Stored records

+===+

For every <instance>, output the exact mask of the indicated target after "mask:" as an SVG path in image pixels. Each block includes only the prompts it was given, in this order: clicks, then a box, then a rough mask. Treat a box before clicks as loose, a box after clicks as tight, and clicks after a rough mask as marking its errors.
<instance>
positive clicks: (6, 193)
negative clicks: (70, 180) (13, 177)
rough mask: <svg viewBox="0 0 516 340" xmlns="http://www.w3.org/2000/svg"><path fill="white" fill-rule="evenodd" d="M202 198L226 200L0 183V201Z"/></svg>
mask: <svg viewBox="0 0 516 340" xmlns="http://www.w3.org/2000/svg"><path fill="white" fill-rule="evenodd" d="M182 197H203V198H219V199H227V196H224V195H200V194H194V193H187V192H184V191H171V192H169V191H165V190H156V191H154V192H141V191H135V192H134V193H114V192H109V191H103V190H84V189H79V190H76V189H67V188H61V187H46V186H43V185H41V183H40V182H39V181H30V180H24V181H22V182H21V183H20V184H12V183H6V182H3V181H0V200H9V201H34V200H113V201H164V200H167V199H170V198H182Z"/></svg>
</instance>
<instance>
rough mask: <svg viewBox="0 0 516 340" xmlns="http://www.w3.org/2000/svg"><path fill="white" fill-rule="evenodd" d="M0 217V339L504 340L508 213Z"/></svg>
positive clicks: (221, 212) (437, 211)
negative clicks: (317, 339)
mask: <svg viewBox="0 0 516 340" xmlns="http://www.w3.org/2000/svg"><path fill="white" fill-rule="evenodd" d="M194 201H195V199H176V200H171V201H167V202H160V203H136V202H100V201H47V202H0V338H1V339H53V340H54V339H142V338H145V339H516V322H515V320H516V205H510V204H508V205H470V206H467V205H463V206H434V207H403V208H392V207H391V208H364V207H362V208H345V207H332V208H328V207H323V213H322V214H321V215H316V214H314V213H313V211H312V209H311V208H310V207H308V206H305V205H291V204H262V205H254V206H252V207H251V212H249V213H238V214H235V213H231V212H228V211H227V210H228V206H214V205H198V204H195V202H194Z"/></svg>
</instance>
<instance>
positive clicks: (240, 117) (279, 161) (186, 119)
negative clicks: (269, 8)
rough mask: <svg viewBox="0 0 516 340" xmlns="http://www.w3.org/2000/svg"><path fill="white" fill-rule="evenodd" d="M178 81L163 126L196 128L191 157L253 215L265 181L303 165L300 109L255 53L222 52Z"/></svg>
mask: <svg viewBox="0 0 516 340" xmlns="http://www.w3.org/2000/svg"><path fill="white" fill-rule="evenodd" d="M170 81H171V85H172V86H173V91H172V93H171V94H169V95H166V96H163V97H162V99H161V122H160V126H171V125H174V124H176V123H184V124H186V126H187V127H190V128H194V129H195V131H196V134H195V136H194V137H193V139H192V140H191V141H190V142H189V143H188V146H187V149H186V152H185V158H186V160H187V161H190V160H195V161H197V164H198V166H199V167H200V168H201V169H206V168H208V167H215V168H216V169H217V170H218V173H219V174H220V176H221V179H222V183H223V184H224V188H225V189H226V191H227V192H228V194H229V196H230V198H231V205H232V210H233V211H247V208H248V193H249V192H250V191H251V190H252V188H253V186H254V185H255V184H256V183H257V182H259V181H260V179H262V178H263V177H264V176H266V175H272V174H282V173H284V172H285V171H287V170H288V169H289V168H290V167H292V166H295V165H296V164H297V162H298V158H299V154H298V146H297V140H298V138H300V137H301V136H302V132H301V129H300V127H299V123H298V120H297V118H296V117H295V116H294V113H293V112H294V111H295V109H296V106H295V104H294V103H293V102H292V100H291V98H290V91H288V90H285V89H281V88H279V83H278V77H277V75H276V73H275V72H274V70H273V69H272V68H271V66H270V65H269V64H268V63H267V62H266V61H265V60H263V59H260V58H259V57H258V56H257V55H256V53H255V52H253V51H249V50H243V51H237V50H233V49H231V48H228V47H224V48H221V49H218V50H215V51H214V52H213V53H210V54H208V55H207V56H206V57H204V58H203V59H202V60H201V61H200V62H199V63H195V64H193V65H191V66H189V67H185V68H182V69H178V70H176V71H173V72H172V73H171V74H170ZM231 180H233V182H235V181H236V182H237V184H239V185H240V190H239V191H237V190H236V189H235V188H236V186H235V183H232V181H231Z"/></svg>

+===+

● Problem details
What lines of the preceding data include the string "positive"? Pull them out.

● Task answer
positive clicks: (6, 193)
positive clicks: (221, 212) (437, 211)
positive clicks: (240, 117) (279, 161) (186, 119)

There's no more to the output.